Исходный текст.

Провал интеграции был обусловлен рядом причин. Ее основные ошибки заключались в том, что она решала задачи по удовлетворению минимальных потребностей иммигрантов: кров, еда, начальное образование. А этого недостаточно, чтобы преуспеть в современном французском обществе, тем более что «успех» является одним из ключевых элементов интеграции. Так, например, в области образования «политика города» предусматривала смещение акцентов в школьном процессе в сторону знаний, необходимых для интеграции. Это приводило к снижению общего уровня образования, а значит, к невозможности впоследствии конкурировать с коренными французами на рынке труда. В итоге родители-иммигранты говорили, что система делает все для того, чтобы дети рабочих становились только рабочими.
Другим тонким моментом было то, что большинство иммигрантов исповедует ислам, в рамках которого существует развитая система религиозной социализации, которая до сих пор передается из поколения в поколение и влияет на все стороны жизни (особый стиль поведения, соблюдаемые традиции, и т. д.). Для французского же государства процесс интеграции был абсолютно светским, и в результате слово «интеграция» стало обозначать «ассимиляция», то есть отказ от национальных культурных и религиозных особенностей, что практически невозможно для верующего мусульманина.
Также свою роль сыграл тот факт, что между двумя культурами нет опыта совместного существования – ведь европейское общество не задается вопросом относительно интегрированности верующего иудея или христианина, поскольку это воспринимается как само собой разумеющееся. И напротив, есть опыт постоянного исторического противостояния, что приводит к тому, что к мусульманину, соблюдающему рамадан, относятся с подозрением.

Задания.
A. Выпишите из текста об интеграции иммигрантов всё, начиная со слов «Другим тонким моментом» и вплоть до слов «для верующего мусульманина.».
B. Верны ли по тексту об интеграции иммигрантов следующие утверждения? Для каждого ответьте «да» или «нет» и приведите решающие слова текста.
(i) Смещение акцентов в школьном процессе повышало общий уровень образования.
(ii) Большинство иммигрантов исповедует ислам.
(iii) Для французского государства процесс интеграции был религиозным.
C. Ответьте по тексту об интеграции иммигрантов на вопросы:
(i) Какие минимальные потребности иммигрантов решала интеграция?
(ii) Что в результате стало обозначать слово «интеграция»?
(iii) Как относятся к мусульманину, соблюдающему рамадан?

Строки данных.
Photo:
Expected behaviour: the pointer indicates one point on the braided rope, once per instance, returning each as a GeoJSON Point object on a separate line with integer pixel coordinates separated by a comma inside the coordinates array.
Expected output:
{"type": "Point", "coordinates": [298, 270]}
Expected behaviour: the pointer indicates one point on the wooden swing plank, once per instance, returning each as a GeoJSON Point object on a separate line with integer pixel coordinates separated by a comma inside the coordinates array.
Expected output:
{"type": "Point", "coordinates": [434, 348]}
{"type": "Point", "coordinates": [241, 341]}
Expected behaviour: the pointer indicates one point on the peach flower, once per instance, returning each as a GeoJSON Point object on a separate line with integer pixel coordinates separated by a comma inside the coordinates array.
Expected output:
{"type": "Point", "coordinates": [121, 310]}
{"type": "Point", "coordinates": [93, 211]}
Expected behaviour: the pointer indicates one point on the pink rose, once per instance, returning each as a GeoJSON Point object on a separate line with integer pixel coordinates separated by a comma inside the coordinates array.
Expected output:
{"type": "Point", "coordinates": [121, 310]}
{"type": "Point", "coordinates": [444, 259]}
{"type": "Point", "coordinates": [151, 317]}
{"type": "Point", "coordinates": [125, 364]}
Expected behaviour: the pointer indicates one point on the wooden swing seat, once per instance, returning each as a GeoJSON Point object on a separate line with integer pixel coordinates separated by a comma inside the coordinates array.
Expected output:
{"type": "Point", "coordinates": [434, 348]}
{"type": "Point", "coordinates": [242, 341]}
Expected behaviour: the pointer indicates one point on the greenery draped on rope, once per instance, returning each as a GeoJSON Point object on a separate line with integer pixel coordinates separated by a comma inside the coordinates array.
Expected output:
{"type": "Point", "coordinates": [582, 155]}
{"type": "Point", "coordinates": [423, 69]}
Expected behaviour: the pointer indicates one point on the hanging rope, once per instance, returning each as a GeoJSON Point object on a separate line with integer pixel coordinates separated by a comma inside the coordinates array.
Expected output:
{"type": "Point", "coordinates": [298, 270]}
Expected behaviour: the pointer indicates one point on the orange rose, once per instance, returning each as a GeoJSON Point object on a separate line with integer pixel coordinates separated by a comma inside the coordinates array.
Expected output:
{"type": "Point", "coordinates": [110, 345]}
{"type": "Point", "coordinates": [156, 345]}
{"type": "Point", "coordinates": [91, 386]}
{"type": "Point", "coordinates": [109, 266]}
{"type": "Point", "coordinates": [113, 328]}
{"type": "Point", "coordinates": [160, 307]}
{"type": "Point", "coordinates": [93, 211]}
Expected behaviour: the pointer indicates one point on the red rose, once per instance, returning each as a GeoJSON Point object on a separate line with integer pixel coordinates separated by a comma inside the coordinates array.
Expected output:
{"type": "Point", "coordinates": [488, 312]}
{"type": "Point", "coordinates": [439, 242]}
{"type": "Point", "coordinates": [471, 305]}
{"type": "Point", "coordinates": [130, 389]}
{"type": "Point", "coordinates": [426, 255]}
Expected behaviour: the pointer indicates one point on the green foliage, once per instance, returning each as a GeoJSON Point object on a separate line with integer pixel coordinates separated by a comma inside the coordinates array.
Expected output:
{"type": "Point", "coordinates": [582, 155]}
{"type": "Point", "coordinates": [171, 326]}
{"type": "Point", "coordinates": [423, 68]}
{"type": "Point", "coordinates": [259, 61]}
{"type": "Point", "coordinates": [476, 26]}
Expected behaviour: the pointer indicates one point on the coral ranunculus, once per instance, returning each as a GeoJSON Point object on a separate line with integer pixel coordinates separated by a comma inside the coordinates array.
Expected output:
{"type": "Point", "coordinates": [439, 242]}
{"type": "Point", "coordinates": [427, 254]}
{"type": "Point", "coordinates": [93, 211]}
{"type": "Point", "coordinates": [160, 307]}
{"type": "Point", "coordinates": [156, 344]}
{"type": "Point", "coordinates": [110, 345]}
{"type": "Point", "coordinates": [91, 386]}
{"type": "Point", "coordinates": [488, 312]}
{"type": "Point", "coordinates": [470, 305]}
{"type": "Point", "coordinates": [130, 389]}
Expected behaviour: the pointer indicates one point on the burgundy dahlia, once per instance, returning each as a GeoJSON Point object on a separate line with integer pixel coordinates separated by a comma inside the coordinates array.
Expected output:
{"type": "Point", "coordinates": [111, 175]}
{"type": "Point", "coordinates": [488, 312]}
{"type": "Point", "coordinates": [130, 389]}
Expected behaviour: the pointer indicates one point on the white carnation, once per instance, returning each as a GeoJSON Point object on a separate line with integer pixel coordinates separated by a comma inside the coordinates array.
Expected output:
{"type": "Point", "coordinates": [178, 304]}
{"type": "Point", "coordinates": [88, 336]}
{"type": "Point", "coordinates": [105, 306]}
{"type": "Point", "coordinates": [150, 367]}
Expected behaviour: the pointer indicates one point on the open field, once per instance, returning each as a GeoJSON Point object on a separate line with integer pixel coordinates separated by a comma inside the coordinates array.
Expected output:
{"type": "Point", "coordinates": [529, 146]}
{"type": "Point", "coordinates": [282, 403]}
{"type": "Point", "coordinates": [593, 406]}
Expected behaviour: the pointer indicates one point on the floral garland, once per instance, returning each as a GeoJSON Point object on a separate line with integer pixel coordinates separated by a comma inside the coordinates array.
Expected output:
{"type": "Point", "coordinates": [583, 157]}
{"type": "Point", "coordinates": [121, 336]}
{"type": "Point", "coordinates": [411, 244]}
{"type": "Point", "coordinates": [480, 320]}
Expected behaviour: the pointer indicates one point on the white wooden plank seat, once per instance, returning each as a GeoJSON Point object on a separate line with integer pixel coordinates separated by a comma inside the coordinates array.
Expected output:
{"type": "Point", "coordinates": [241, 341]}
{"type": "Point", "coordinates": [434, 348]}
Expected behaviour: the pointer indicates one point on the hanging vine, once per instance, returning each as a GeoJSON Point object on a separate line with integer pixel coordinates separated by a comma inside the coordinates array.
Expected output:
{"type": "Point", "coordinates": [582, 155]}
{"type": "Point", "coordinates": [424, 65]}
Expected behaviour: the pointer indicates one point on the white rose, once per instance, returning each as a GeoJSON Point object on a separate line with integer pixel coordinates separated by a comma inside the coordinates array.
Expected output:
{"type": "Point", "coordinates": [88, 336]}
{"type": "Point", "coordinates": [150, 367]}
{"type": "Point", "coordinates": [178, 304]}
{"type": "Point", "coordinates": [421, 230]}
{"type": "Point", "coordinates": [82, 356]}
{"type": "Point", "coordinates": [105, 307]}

Ответы.
A.
Другим тонким моментом было то, что большинство иммигрантов исповедует ислам, в рамках которого существует развитая система религиозной социализации, которая до сих пор передается из поколения в поколение и влияет на все стороны жизни (особый стиль поведения, соблюдаемые традиции, и т. д.). Для французского же государства процесс интеграции был абсолютно светским, и в результате слово «интеграция» стало обозначать «ассимиляция», то есть отказ от национальных культурных и религиозных особенностей, что практически невозможно для верующего мусульманина.

B.
(i) Нет: «Это приводило к снижению общего уровня образования».
(ii) Да: «большинство иммигрантов исповедует ислам».
(iii) Нет: «Для французского же государства процесс интеграции был абсолютно светским».

C.
(i) Кров, еда, начальное образование.
(ii) «Ассимиляция», то есть отказ от национальных культурных и религиозных особенностей.
(iii) С подозрением.